» **DIRECTIVES**:
1. List every four-digit year that appears in the body of the column on Minnesota's economy, leaving out the byline.
2. Resume the column on Minnesota's economy, starting right after its final sentence.

» **SOURCE EXTRACT**:
-- -- --

David Strom//August 22, 2014

Conventional wisdom on economy is wrong

David Strom//August 22, 2014

With the campaign season heating up, Mark Dayton and the DFL are pushing the theme that happy days are here again in Minnesota.

And why not? The official unemployment rate in Minnesota is the lowest it has been since the great recession hit, and by some measures the economy has recovered. If I were running Mark Dayton’s campaign that is exactly what I would be doing.

But looked at from the perspective of the average Minnesotan, the picture isn’t quite so rosy. While it is true that the unemployment rate is low, one of the main reasons is that over the past few years a huge number of people gave up on working altogether.

Just a few years ago, more than 75 percent of adults in Minnesota were in the workforce. Now that number is 70.1 percent—yet that 5 percentage-point difference isn’t actually counted in the unemployment number, because unemployment only measures people “in the workforce.”

That’s thousands of people who fall into the category of “discouraged worker;” you and I probably think of them as having given up looking for work.

The last time the workforce participation rate has been this low is—you guessed it—1979, when the economy was really bad. As the economy expanded, opportunities for getting jobs and the rewards for doing so got better and better.

When that happens, more people enter the workforce.

Workforce participation peaked in the Clinton years, and slowly drifted down post 9/11. Finally, in 2006 it started rising again, as the economy recovered until the crash.

Since then, it has plummeted, and is still declining.

When an economy is really booming, the workforce expands because opportunity is out there. We simply aren’t seeing that, and people aren’t feeling it either.

In fact, during 2014 job growth in Minnesota has been essentially flat, and we lost 4,200 jobs in July alone, with June numbers revised downward by 3,900.

There are other warning signs we should be paying attention to: tax revenues have come in under projections in 5 of the past 6 months, signaling that the economy isn’t doing as well as economists predicted. Much of that shortfall is due to poor income tax collections, indicating that people aren’t making as much money.

The Department of Employment and Economic Development also has some troubling news for us to ponder: more than half of all employed Minnesotans are underemployed.

That means that people with college degrees are working in jobs that don’t require them, and people with High School degrees are working as unskilled labor.

-- -- --

» **EXCERPTED DATA**:
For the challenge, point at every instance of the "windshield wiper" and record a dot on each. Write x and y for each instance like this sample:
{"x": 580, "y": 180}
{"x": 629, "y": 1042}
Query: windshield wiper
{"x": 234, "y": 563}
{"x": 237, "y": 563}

-- -- --

» **ANSWER SET**:
1. 1979, 2006, 2014

2.
They have jobs, but nothing like a job with a future, or one that can pay them what their education, training, skills, or experience are really worth.

This isn’t the kind of economy that Minnesotans grew up with, or one that we were led to expect as we grew up.

All this shows up in how people feel about things and what people are telling pollsters. The most striking poll number I have seen is that 3 out of 4 Americans don’t believe the next generation will be better off than their parents.

Let’s hope that’s just pessimism talking, and not true.

Americans have never felt that way in such large numbers, despite the fact that all the pundits, politicians, and economists are telling us that things are getting better all the time.

Over the past decade or more real personal income in Minnesota (and the rest of the country) has remained essentially flat—meaning that in a very real sense people are right that things aren’t getting better, despite what they are being told.

The Minnesota economy is doing better than the US economy as a whole—that is undeniable, but that has generally been true for decades. So it could be worse.

But like the US economy as a whole, it has lately been stuck in neutral, and may be starting to backslide with actual job losses.

Mark Dayton risks looking out of touch if he touts the Minnesota economy too much. Hardly anyone thinks things are “booming” right now, unless you count the people striking out for the Bakken oil fields. Most of us, in fact, feel like we are just hanging on, thankful for the job we have, and worried that it might not be there this time next year.

David Strom is a Senior Policy Fellow at the Center of the American Experiment.